=== Work to be completed ===
Return every line of the listing that contains the word "target".

--- begin Listed entries ---

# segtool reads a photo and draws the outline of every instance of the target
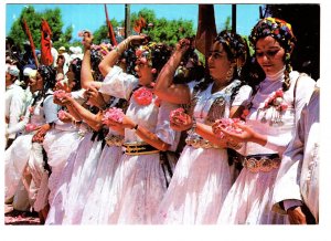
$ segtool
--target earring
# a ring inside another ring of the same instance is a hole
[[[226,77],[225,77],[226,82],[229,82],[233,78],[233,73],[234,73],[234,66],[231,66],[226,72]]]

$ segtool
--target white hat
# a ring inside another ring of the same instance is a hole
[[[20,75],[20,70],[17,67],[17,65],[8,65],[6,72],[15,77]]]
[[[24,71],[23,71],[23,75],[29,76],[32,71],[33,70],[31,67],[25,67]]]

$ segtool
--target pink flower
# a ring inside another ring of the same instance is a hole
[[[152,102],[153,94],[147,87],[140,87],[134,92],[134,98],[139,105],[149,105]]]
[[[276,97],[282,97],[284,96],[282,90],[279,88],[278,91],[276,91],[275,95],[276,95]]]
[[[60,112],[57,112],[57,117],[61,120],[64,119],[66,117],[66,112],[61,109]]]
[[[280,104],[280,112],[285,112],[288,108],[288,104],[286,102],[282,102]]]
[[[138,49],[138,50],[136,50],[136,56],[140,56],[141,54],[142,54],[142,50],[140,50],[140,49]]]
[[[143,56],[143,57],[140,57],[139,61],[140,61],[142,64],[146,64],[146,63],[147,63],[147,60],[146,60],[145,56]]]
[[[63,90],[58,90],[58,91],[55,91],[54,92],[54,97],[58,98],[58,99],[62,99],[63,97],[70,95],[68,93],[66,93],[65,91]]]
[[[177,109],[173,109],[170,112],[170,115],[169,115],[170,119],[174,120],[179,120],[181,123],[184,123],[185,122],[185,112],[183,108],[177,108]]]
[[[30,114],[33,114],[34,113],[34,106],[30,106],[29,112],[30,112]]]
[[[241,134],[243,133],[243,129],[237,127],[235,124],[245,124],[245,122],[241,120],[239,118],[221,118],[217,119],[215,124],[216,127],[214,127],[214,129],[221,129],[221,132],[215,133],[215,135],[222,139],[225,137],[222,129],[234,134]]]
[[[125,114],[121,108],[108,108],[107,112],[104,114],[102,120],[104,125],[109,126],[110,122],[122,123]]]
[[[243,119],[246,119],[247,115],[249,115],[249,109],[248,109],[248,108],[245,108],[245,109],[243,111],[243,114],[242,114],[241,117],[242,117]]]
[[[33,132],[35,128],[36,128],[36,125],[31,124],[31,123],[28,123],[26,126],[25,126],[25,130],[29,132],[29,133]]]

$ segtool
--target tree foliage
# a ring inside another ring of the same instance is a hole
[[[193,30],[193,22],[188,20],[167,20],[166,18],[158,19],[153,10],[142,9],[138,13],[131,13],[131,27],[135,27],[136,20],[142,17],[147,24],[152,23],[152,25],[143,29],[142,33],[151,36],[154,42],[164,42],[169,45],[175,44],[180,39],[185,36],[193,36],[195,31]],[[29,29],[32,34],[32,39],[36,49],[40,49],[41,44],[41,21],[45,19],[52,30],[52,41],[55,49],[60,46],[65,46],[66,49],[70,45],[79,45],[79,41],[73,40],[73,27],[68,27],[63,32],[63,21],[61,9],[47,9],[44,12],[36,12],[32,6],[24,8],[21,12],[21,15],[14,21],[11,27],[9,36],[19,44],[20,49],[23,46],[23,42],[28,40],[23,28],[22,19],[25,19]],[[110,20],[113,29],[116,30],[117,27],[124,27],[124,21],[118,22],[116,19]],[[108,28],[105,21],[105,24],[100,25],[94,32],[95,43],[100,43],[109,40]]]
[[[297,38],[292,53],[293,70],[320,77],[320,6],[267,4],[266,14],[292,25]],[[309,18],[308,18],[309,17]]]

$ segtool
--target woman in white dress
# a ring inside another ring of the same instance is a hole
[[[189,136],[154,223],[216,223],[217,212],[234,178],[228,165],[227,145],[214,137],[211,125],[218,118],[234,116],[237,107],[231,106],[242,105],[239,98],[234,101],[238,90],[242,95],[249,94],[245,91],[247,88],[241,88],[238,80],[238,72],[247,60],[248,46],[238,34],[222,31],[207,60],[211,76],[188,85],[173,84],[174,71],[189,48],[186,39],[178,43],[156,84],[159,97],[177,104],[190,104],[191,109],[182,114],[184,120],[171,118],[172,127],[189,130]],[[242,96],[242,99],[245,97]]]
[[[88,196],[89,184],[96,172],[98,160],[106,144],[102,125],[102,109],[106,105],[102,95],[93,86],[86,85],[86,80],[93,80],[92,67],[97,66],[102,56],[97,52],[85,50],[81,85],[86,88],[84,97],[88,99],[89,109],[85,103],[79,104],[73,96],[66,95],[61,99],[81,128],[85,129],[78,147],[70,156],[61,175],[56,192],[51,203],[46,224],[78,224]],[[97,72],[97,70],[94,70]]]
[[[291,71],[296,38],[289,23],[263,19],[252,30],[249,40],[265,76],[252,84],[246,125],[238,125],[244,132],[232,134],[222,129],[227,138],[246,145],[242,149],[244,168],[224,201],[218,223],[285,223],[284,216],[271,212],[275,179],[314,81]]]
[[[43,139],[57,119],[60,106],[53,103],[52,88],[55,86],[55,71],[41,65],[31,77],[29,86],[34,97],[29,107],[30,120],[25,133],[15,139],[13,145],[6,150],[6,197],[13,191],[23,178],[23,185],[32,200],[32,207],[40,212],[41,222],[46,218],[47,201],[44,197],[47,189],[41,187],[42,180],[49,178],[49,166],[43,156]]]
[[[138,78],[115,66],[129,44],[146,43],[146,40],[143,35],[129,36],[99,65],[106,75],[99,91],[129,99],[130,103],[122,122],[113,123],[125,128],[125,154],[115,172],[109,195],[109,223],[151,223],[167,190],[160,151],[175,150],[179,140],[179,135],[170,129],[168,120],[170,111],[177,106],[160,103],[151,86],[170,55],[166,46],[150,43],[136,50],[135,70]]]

--- end Listed entries ---

=== Output ===
# segtool reads a photo and draws the outline of every instance of the target
--target earring
--target white hat
--target pink flower
--target tree foliage
--target woman in white dress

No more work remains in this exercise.